## EXCERPTED PASSAGE
++++
When I moved to Cincinnati 30-plus years ago, I worked in a downtown office building at Third and Main. We looked across the highway gulch to Riverfront Stadium, where the Reds and the Bengals were the city’s center of attention. Pete Rose was back in town and would break the all–time hits record, and the Bengals were building toward a Super Bowl run.

I moved here from a city that didn’t have professional sports teams, so as a young man I was happy to build my social life around winning teams and huge home crowds. Truth is, there wasn’t much else for us to do downtown after work. We didn’t shop in the department stores or eat in the fancy restaurants like Pigall’s and Maisonette; when they rolled up the sidewalks at 5 p.m., we headed to Mt. Adams or, on game days, to Flanagan’s Landing.

About the only place downtown where I knew people lived was One Lytle Place, full of what I imagined were swinging bachelor and bachelorette pads rising high above the river. Word was that plenty of people lived in Over-the-Rhine, but in those days if you didn’t know anyone there or weren’t seeing a show at Music Hall—I didn’t, and I wasn’t—you never crossed Central Parkway.

My mid-1980s self likely wouldn’t recognize downtown today, nor would anyone who moved away from Cincinnati 20 or even 10 years ago. The surge in new and renovated residential buildings, chronicled in our “Downtown Living Now” cover story, has been a long time coming, fueled by demographic shifts that gradually made it more appealing to young professionals and older empty-nesters alike. And finally attracted the kind of everyday amenities—breakfast spots, late night bars, full-service grocery store—that downtown dwellers could walk, bike, scooter, or streetcar to.

Not that long ago, it would have been unthinkable for real estate developers to rehab a historic office building, tear down a multi-level garage, or dig up a surface parking lot to create hundreds of new apartments and condos. It’s a new downtown for a new Cincinnati.
++++
## OBJECTIVE 1
List every way of getting around that the downtown Cincinnati essay says downtown dwellers could use to reach everyday amenities.
## OBJECTIVE 2
Answer these from the downtown Cincinnati essay:
(a) At which intersection was the writer's downtown office building?
(b) Which two teams played at Riverfront Stadium?
(c) What was about the only downtown place where the writer knew people lived?
## OBJECTIVE 3
According to the downtown Cincinnati essay, why did the writer build a social life around the city's sports teams as a young man?

## DATA SHOWN
++++
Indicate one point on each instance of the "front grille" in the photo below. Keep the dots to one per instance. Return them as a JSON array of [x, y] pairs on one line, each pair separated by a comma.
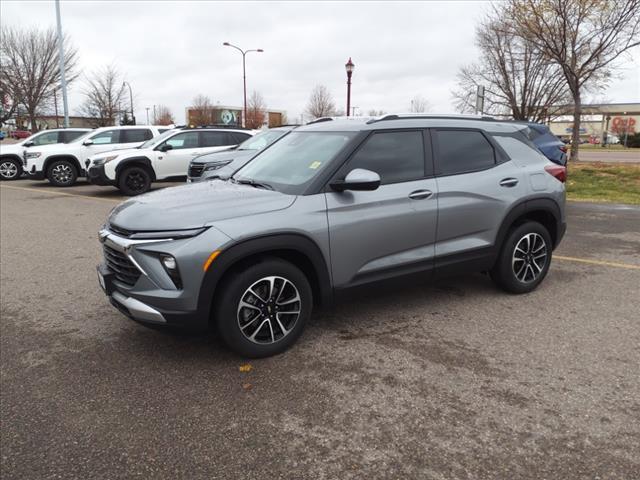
[[195, 169], [125, 271], [121, 232]]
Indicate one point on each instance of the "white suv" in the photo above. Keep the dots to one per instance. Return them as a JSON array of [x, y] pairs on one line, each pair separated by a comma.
++++
## TASK ANSWER 1
walk, bike, scooter, streetcar

## TASK ANSWER 2
(a) Third and Main
(b) The Reds and the Bengals
(c) One Lytle Place

## TASK ANSWER 3
The writer had moved from a city without professional sports teams, so winning teams and huge home crowds were welcome. Also, there wasn't much else to do downtown after work, since the sidewalks were rolled up at 5 p.m.